··· Task data

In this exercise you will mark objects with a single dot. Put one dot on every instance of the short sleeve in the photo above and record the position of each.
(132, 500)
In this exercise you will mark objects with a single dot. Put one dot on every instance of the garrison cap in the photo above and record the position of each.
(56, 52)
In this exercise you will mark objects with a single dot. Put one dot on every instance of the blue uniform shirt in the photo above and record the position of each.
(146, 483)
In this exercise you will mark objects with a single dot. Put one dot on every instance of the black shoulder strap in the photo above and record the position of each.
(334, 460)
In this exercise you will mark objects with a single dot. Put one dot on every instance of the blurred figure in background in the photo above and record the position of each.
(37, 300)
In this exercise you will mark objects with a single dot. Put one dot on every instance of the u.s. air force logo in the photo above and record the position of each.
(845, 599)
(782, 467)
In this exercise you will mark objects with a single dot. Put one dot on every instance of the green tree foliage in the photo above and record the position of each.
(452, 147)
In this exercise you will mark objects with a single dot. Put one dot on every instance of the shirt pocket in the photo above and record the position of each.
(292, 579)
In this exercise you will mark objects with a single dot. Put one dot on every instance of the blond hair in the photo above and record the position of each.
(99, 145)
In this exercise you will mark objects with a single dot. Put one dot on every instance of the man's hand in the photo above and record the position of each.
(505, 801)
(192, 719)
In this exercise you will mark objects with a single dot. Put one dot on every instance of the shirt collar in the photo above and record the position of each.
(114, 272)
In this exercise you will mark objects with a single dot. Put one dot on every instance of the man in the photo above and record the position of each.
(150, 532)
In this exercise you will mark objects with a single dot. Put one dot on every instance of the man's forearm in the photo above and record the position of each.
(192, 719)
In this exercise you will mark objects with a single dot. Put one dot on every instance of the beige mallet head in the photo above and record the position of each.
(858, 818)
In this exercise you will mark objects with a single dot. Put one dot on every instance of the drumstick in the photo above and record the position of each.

······

Exercise task: Copy out every one of the records above, word for word.

Output for this exercise:
In this exercise you will mark objects with a single dot. Put one dot on every instance of the short sleeve in the photo above and record the position of each.
(132, 500)
In this exercise you will mark objects with a single dot. Put one dot on every instance of the garrison cap in the photo above and record the position of each.
(56, 52)
In this exercise you will mark objects with a single dot. Put one dot on every instance of the blue uniform shirt in the photo above and record the position of each.
(146, 483)
In this exercise you will mark objects with a single dot. Put one dot on every instance of the black shoulder strap in the photo above and record the position of each.
(334, 460)
In this exercise you will mark objects with a single dot. Put one dot on every instance of the blurred figure in background in the photo above and record the position of each.
(37, 300)
In this exercise you will mark objects with a single dot. Put one dot on every instance of the u.s. air force logo in the photo above and record the position of each.
(845, 599)
(782, 467)
In this exercise you will mark objects with a single dot. Put one dot on every instance of the green tree foliage in the photo above and record the position of each.
(452, 147)
In this exercise you will mark objects with a single dot. Put one dot on every instance of the shirt pocket in the photo above and record the position of each.
(292, 579)
In this exercise you will mark objects with a single dot. Put one dot on every instance of the blond hair in the photo above and record the position of each.
(99, 145)
In this exercise you will mark objects with a single dot. Put one dot on every instance of the man's hand in the photo above and record the position of each.
(505, 801)
(192, 719)
In this exercise you will mark objects with a single dot. Put one dot on every instance of the shirt collar in the photo above and record the position of each.
(114, 272)
In this exercise you will mark objects with a single dot. Put one dot on every instance of the man in the photo above and record the position of each.
(150, 532)
In this exercise you will mark objects with a single dot. Put one dot on every instance of the man's forearm in the photo above and record the position of each.
(192, 719)
In this exercise you will mark objects with a single dot. Put one dot on every instance of the beige mallet head in the photo above and record the position of each.
(858, 818)
In this exercise you will mark objects with a single dot. Put one dot on every instance of the drumstick in the photo above and record the position of each.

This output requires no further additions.